BEGIN MATERIAL FOR THE TASK
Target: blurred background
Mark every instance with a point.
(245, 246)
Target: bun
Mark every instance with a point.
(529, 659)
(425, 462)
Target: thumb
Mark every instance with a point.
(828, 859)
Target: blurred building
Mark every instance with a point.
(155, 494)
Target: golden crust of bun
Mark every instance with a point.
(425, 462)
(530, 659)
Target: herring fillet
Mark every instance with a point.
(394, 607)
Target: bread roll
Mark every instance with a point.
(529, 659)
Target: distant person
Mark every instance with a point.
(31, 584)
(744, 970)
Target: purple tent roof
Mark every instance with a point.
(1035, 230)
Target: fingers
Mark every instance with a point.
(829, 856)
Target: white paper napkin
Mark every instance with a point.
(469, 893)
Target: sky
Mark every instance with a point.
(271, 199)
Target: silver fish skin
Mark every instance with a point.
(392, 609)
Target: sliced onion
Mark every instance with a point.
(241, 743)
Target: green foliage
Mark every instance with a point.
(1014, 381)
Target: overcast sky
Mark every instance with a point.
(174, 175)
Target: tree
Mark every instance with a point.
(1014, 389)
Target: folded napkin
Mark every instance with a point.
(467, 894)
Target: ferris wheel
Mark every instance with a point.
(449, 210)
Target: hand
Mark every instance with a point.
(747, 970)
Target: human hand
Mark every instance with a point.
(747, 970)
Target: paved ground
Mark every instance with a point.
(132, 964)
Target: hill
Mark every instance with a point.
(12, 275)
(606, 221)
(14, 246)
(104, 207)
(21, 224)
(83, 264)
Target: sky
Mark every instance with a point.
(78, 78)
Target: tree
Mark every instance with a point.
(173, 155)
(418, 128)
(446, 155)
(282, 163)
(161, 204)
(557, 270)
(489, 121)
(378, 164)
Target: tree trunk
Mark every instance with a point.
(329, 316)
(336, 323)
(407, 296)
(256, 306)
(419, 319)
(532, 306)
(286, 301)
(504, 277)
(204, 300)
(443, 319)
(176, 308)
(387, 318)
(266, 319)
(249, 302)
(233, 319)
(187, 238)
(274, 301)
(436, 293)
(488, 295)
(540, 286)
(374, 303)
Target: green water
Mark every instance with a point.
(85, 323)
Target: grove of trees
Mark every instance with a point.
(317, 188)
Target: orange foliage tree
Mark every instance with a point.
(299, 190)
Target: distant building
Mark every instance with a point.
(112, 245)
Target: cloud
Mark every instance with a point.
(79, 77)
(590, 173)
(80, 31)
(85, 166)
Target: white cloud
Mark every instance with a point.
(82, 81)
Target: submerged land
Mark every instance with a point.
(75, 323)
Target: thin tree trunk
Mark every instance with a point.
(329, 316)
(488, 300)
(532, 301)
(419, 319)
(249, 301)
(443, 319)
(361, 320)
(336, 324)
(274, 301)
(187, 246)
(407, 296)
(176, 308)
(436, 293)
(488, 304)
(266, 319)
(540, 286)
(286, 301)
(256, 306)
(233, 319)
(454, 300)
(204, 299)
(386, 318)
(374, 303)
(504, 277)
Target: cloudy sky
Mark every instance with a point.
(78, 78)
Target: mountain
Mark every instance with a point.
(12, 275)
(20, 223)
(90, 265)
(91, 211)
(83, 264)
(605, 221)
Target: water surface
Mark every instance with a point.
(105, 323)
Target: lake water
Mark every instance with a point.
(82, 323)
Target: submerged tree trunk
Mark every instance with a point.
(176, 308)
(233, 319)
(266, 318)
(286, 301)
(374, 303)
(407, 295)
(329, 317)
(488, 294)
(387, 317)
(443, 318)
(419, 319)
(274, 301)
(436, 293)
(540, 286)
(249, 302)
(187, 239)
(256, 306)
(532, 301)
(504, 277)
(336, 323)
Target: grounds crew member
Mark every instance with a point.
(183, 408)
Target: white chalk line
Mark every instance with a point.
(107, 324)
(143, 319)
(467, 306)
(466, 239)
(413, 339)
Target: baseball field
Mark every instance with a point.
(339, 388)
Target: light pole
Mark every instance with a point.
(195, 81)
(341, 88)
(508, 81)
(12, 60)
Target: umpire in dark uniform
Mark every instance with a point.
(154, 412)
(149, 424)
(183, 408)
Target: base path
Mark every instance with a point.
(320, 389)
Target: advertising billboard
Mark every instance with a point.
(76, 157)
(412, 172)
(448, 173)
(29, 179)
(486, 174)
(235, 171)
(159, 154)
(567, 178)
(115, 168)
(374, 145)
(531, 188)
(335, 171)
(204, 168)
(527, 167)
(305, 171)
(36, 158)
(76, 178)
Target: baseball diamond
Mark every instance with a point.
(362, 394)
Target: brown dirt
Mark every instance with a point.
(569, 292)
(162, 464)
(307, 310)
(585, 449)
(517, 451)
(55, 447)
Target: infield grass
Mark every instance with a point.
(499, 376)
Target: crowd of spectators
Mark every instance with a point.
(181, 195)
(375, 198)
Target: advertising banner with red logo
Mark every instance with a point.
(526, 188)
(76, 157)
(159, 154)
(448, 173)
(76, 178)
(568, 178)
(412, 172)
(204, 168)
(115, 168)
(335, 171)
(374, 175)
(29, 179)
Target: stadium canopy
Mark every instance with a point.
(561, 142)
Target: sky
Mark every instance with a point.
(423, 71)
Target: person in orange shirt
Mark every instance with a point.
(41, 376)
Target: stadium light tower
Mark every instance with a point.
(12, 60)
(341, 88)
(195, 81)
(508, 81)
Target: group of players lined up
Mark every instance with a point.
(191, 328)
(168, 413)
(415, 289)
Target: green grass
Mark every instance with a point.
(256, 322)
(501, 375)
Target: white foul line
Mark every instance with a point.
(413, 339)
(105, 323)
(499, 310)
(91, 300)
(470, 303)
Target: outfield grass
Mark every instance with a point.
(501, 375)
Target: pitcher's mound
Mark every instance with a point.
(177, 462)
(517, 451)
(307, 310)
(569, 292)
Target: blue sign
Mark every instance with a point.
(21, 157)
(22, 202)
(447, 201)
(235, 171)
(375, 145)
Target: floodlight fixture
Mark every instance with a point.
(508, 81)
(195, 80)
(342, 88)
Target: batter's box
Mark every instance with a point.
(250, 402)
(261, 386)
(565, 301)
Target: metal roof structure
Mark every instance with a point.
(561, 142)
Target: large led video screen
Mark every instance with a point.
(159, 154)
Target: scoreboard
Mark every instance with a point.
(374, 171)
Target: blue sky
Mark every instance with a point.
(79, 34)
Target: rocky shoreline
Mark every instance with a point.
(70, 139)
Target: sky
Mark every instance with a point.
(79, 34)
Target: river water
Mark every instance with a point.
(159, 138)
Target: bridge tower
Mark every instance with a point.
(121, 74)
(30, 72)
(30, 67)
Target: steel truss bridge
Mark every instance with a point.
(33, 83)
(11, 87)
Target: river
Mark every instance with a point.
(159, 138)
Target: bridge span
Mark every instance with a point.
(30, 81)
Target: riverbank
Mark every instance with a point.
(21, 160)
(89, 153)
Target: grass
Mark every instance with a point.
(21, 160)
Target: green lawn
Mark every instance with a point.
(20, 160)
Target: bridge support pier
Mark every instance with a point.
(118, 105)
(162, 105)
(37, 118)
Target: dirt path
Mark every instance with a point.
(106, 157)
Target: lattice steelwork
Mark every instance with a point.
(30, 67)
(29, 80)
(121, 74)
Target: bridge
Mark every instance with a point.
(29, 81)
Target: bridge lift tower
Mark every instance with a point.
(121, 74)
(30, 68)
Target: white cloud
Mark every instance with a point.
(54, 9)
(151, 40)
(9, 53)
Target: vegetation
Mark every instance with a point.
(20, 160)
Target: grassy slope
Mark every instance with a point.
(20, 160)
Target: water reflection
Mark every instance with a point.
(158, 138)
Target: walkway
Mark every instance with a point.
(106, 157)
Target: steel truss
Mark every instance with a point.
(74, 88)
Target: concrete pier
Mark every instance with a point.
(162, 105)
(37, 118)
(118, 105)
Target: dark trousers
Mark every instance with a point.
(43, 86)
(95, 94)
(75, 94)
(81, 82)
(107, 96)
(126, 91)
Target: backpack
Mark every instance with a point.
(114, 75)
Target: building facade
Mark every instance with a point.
END MATERIAL FOR THE TASK
Scan the listing for the string "person". Copy each line that has it.

Target: distant person
Target: person in orange shirt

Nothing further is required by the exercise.